> Exercise
State the count of lines below in which the word "microphone" appears, and add nothing.

(Data for this task Opens)

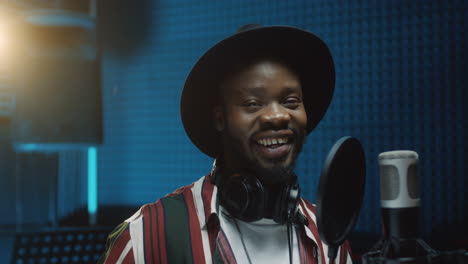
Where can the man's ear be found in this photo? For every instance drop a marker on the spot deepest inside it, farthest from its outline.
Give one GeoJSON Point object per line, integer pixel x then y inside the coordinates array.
{"type": "Point", "coordinates": [218, 118]}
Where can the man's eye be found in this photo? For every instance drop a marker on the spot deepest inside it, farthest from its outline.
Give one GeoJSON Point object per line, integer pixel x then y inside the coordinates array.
{"type": "Point", "coordinates": [292, 102]}
{"type": "Point", "coordinates": [251, 104]}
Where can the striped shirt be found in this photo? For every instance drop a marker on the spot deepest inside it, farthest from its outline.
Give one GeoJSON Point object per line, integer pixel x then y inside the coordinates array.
{"type": "Point", "coordinates": [183, 227]}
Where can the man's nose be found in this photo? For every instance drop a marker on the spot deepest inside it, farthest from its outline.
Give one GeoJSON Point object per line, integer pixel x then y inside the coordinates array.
{"type": "Point", "coordinates": [275, 116]}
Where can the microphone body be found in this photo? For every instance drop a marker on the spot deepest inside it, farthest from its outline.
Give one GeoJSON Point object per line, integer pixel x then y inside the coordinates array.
{"type": "Point", "coordinates": [399, 197]}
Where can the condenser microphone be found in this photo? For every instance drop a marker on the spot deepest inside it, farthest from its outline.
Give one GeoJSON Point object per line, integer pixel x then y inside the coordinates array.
{"type": "Point", "coordinates": [399, 194]}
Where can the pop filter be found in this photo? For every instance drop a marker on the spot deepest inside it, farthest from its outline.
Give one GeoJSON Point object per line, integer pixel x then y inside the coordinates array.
{"type": "Point", "coordinates": [340, 192]}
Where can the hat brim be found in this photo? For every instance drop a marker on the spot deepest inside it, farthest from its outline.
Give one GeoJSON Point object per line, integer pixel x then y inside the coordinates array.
{"type": "Point", "coordinates": [305, 52]}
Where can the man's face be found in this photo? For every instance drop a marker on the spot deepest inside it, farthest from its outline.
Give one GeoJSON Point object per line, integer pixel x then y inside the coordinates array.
{"type": "Point", "coordinates": [262, 119]}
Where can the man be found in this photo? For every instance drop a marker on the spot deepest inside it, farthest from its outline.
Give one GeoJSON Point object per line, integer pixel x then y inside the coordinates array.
{"type": "Point", "coordinates": [248, 102]}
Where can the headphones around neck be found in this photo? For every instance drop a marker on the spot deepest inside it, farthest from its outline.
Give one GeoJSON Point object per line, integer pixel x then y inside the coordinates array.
{"type": "Point", "coordinates": [245, 197]}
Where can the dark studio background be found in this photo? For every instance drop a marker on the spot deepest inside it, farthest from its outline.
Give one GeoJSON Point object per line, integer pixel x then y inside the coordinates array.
{"type": "Point", "coordinates": [401, 84]}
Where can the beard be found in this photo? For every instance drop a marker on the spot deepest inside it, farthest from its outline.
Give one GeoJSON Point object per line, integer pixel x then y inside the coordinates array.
{"type": "Point", "coordinates": [279, 174]}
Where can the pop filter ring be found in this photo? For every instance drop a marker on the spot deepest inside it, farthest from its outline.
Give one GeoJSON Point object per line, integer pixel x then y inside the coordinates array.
{"type": "Point", "coordinates": [339, 153]}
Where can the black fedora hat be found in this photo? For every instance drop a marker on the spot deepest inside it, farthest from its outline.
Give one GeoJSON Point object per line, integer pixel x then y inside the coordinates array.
{"type": "Point", "coordinates": [307, 54]}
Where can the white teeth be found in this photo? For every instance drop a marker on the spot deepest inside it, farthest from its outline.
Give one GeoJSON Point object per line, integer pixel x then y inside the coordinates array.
{"type": "Point", "coordinates": [272, 141]}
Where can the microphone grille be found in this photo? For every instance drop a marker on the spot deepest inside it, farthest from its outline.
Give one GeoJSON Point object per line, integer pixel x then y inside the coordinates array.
{"type": "Point", "coordinates": [398, 154]}
{"type": "Point", "coordinates": [389, 182]}
{"type": "Point", "coordinates": [412, 181]}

(Data for this task Closes)

> Exercise solution
3